(Referring expression pointing data)
= Beginning of Section =

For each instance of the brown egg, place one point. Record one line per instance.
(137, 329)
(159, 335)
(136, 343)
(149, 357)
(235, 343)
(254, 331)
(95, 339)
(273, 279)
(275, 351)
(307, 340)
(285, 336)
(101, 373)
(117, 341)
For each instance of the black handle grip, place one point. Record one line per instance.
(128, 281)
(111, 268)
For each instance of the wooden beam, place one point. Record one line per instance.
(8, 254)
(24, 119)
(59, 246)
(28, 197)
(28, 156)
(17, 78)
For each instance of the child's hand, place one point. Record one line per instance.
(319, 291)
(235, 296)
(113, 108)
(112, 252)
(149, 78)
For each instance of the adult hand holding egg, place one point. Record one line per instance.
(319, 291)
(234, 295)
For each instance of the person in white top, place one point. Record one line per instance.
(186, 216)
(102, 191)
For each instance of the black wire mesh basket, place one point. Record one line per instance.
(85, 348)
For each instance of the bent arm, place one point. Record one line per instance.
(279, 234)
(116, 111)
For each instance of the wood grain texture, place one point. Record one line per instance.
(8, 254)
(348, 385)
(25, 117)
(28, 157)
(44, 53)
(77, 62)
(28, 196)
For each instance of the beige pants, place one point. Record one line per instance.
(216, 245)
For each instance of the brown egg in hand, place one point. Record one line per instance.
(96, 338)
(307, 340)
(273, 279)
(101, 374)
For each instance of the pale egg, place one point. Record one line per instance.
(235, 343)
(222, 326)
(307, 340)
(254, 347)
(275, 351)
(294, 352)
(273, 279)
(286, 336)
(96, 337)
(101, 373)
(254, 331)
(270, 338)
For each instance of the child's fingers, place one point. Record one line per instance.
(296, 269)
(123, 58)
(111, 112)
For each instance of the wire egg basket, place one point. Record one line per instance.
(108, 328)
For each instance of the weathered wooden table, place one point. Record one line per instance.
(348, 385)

= End of Section =

YOUR GOAL: Reproduce all of the data above, exactly and without omission.

ANSWER SPACE:
For each instance of the brown egg, place one point. Record one line per instance.
(137, 329)
(159, 335)
(136, 343)
(149, 357)
(235, 343)
(254, 331)
(95, 339)
(273, 279)
(275, 351)
(307, 340)
(285, 336)
(101, 373)
(117, 341)
For each instance of the black handle grip, place one point. Record one line per instance.
(128, 281)
(111, 268)
For each instance of the wooden beam, place one point. Record one line per instance.
(8, 254)
(24, 119)
(59, 246)
(28, 197)
(28, 156)
(17, 78)
For each instance of the child's hand, place one point. Record one line per instance.
(319, 291)
(235, 296)
(113, 108)
(112, 252)
(149, 78)
For each instance of the adult hand holding egg, place one point. Record one line per instance.
(319, 291)
(234, 295)
For each instance of the person in white top, place one point. Record one line per instance.
(186, 216)
(102, 191)
For each instance of the black wire mesh basket, place one point. Record one line per instance.
(85, 348)
For each instance of the bent arm, place one point. Record one line per instance.
(279, 234)
(116, 111)
For each instance of the wood grain texture, place one point. Record one line per instance.
(8, 254)
(348, 385)
(25, 117)
(28, 157)
(44, 53)
(77, 62)
(28, 196)
For each instance of the beige pants, place one point. Record one line per instance.
(216, 245)
For each instance of the brown egg in hand, place one point. Record one line per instance.
(96, 338)
(307, 340)
(273, 279)
(101, 374)
For each instance of the pale egg, place one point. Record one line per instance.
(235, 343)
(222, 326)
(307, 340)
(254, 347)
(275, 351)
(294, 352)
(273, 279)
(286, 336)
(96, 337)
(101, 373)
(254, 331)
(270, 338)
For each instance of the child's fingers, place one point. Record one line per instance.
(296, 269)
(123, 58)
(111, 112)
For each instance of the wire egg basket, place one point. Record one line per instance.
(108, 328)
For each instance of the weathered wooden table, place one point. Record one line per instance.
(348, 385)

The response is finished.